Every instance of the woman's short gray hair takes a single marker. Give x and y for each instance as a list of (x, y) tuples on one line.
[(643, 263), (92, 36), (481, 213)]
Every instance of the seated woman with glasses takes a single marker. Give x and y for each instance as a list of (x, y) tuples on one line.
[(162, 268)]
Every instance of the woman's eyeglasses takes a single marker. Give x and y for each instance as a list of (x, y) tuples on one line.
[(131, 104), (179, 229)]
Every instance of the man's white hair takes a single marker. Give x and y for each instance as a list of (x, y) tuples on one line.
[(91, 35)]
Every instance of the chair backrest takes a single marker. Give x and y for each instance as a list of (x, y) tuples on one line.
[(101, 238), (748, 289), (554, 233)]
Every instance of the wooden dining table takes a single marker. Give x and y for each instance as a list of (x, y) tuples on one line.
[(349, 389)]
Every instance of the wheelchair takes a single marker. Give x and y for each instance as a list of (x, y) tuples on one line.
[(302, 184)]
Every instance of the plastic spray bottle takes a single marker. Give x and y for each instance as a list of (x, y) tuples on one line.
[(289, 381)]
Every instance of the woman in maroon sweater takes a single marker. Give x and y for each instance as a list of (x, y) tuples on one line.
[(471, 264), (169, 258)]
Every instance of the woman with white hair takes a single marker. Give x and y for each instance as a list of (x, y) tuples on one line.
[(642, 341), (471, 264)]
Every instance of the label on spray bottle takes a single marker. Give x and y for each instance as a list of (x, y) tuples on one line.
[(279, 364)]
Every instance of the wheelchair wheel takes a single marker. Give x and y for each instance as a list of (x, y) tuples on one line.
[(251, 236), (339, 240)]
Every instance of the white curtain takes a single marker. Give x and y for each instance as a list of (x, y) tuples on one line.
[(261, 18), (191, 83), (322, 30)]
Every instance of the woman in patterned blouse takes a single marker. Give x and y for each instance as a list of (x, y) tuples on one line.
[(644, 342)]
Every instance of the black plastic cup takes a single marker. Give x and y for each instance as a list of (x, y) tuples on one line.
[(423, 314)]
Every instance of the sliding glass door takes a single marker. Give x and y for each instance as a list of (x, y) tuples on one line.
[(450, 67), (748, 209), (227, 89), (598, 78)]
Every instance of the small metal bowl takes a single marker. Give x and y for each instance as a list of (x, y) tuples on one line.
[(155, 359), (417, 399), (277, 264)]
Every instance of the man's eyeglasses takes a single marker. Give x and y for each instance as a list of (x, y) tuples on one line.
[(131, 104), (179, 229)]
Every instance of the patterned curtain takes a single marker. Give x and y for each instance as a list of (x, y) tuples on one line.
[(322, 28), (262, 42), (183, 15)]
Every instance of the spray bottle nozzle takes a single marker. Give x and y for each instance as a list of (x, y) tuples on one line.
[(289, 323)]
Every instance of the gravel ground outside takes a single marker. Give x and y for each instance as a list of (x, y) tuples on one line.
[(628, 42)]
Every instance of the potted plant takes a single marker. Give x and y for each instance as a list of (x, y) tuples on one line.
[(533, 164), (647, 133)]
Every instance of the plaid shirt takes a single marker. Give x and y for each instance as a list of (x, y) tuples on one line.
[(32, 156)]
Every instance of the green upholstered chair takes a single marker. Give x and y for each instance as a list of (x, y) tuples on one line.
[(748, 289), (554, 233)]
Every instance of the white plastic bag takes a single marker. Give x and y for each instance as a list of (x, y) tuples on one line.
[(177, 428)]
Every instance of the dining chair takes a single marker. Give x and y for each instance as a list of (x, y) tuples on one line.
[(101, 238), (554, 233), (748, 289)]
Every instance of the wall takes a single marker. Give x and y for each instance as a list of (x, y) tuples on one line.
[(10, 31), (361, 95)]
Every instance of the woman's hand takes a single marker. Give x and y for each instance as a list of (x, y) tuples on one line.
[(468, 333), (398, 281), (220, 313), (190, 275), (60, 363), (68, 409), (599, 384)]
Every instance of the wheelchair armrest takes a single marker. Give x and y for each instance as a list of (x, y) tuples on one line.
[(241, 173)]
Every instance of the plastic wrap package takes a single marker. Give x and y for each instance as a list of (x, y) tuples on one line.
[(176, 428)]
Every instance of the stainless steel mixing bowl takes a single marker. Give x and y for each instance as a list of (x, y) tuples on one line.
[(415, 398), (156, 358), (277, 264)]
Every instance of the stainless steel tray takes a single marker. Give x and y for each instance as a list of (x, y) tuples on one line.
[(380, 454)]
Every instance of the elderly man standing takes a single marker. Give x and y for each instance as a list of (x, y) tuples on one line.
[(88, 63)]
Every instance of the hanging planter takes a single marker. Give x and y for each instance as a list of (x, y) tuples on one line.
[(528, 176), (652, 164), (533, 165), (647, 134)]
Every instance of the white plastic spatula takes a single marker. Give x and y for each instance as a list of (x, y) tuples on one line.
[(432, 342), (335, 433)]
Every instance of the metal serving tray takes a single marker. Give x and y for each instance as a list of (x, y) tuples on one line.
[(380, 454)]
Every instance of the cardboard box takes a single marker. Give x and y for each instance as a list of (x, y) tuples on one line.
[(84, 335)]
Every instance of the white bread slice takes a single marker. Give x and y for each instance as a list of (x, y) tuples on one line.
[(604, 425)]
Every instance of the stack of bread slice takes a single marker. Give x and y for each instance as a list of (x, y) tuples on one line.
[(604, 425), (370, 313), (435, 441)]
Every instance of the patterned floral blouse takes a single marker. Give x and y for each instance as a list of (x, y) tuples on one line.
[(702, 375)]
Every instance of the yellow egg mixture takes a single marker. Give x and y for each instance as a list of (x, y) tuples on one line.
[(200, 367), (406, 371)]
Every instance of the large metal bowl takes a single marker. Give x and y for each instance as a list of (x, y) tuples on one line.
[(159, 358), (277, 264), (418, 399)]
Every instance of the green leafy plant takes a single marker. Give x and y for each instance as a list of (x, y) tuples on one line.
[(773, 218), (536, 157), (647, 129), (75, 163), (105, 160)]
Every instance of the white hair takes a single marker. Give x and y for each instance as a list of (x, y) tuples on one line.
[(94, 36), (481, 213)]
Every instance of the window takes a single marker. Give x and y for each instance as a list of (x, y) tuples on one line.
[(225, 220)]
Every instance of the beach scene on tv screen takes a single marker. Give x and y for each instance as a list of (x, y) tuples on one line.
------------------------------------
**How to complete this task:** Copy the listing above out again in its entirety, exactly as written.

**Task output:**
Every instance of the woman's short gray hair takes a single marker. Give x and y for each instance as a list of (x, y) tuples on one line.
[(643, 263), (92, 36), (481, 213)]
Every instance of the seated woman with glasses takes a single marker. Give x and y for each instance as a list of (x, y) tuples on one line.
[(162, 268)]
Every instance of the woman's eyeglasses takes a single marker. Give x and y for each instance as a list of (x, y) tuples on one line.
[(131, 104), (179, 229)]
Every instance of the man's white hair takes a single marker. Give x and y for each instance as a list of (x, y) tuples on one line.
[(91, 35)]
Every instance of the chair backrest takes a single marker. Give x and y for each instance as a list of (x, y) tuples on one line.
[(101, 238), (748, 289), (554, 233)]
Every instance of the wooden dining table takes a single marker. Give x and y for each instance as a list of (x, y) tuples on one line.
[(349, 389)]
Every instance of the wheelchair takes a single marker. Give x and y for each instance as a list of (x, y) tuples on one line.
[(302, 184)]
Every instance of the plastic spray bottle takes a single marker. Give x and y for each instance as a list of (x, y) tuples on one line.
[(289, 381)]
Every instance of the woman in maroon sweater takes a single marker. Give x and y for each instance as a list of (x, y) tuples on one line.
[(471, 264), (169, 258)]
Every instance of the woman with white hair takes a single marker. Give x and y for each instance as a list of (x, y) tuples on one line.
[(642, 341), (471, 264)]
Every instance of the label on spray bottle takes a single marker. Give x and y for each instance as a list of (x, y) tuples on one line.
[(279, 364)]
Every instance of the wheelchair wheel takes a single marker. Give x and y for each instance as a list of (x, y) tuples on one line.
[(251, 236), (339, 240)]
Every instance of the white curtain takes a single marker. Give x and y for each instance as a list of (x, y) tuples on one line.
[(261, 18), (191, 83), (322, 30)]
Every instance of the woman in patterned blouse takes a single marker. Give x and y for each instance as a list of (x, y) tuples on one line.
[(644, 342)]
Every instance of the black plastic cup takes a single marker. Give x and y for each instance as a list of (x, y) tuples on one line.
[(423, 314)]
Every instance of the sliding glass door takes a single marker. Give x and y for each instance as a list of (x, y) tuples on one line.
[(450, 67), (748, 209), (227, 89), (598, 78)]
Every instance of the small metal bowl takes a single marker. Give x and y for each instance as a list of (x, y) tuples on one line.
[(155, 359), (417, 399), (277, 264)]
Every instance of the man's eyeglasses takes a single marker. Give x and y for each instance as a list of (x, y) tuples on one line.
[(131, 104), (179, 229)]
Every instance of the patterned curtain takes a single marker. Give x and y for each instance as a list of (x, y) tuples on one line.
[(322, 28), (262, 42), (183, 15)]
Every instance of the spray bottle nozzle takes a single marker. Give x and y for each instance as a list of (x, y) tuples on one line.
[(289, 323)]
Every instance of the gravel ground outside takes a single marker. Give x and y for each instance as a list of (x, y) tuples on one line.
[(628, 42)]
Every instance of the potted plant takes a single marker. Give x and y for each instance as a list of (x, y) tuples on one line.
[(533, 164), (647, 133)]
Every instance of the plaid shirt takes a single marker. Give x and y for each instance as a list of (x, y) tuples on one line.
[(32, 156)]
Every instance of the green upholstered chair takes a single marker. Give x and y for each instance as a list of (x, y) tuples on one line.
[(748, 289), (554, 233)]
Every instance of the white plastic bag takes a single marker. Give x and y for each instance as a list of (x, y) tuples on one line.
[(177, 428)]
Every instance of the dining chair takes a single marker. Give x and y for each instance as a list of (x, y) tuples on one line.
[(101, 238), (554, 233), (748, 289)]
Every instance of the wall takes a single marker. Give x and y for each instance as a list of (x, y) tuples on one line.
[(10, 31), (361, 95)]
Every instance of the woman's hand takes a single marker. Give x and y for each instance as a list of (x, y) tuples on one line.
[(468, 333), (398, 281), (220, 313), (190, 275), (60, 363), (68, 409), (599, 384)]
Every instance of the wheelchair armrest takes a single marker. Give x and y for each instance as a list of (x, y) tuples on one line.
[(241, 173)]
Every instance of the plastic wrap package takes a single marker. Give x and y for each instance as a list of (x, y) tuples on one line.
[(176, 428)]
Every instance of the stainless steel mixing bowl takes a single marker. Give x and y for each instance as a list of (x, y) tuples on one line.
[(415, 398), (156, 358), (277, 264)]
Every instance of the stainless steel tray takes a single marker. Give x and y for each instance as a list of (x, y) tuples on one line.
[(380, 454)]
Every instance of the elderly man standing takes a single marker. Give x and y for each instance as a list of (x, y) tuples on one line.
[(88, 63)]
Every instance of the hanging planter takes a single marker. Give x and y for each instance as a list of (x, y) tuples on one line.
[(528, 176), (652, 164), (533, 165), (647, 134)]
Every instance of the white plastic spatula takes a single marker. Give x and y for each instance as a list of (x, y) tuples on one line.
[(432, 342), (335, 433)]
Every instance of the metal serving tray takes a single marker. Give x and y for each instance as a list of (x, y) tuples on one line.
[(380, 454)]
Every instance of the cardboard box takes a single marker. Give x and y for each instance as a list of (x, y) tuples on one line.
[(84, 335)]
Every instance of the white bread slice takes a single marker. Give x and y for each instance as a list of (x, y) tuples on one line.
[(604, 425)]
Every instance of the stack of bread slice takes a single marker. Give x and y for each instance as a list of (x, y) tuples on one line.
[(604, 425), (370, 313), (435, 441)]
Every instance of the patterned floral blouse takes a single marker. Give x and y for each instance as a list of (x, y) tuples on one line.
[(702, 375)]
Every instance of the yellow egg mixture takes a single marker. Give x and y for each instance as a list of (x, y) tuples on one line.
[(200, 367), (406, 371)]
Every instance of the large metal bowl takes a single marker. Give x and y for each instance as a list of (x, y) tuples on one line.
[(159, 358), (277, 264), (418, 399)]
Every instance of the green leafy plant takes a single marker. Give x and y for each instance as a list of (x, y) tuples on one line.
[(773, 218), (536, 157), (647, 129), (75, 163), (105, 160)]
Every instance of the white hair takes a single marker. Give x and y for each instance as a list of (x, y) tuples on one line.
[(94, 36), (481, 213)]
Every instance of the window takes a single marker. Give x and y for each instance as a list of (x, y) tuples on one line.
[(225, 220)]
Every instance of the beach scene on tv screen takes a single marker. Give x and y for each instance as a list of (x, y) tuples on one line.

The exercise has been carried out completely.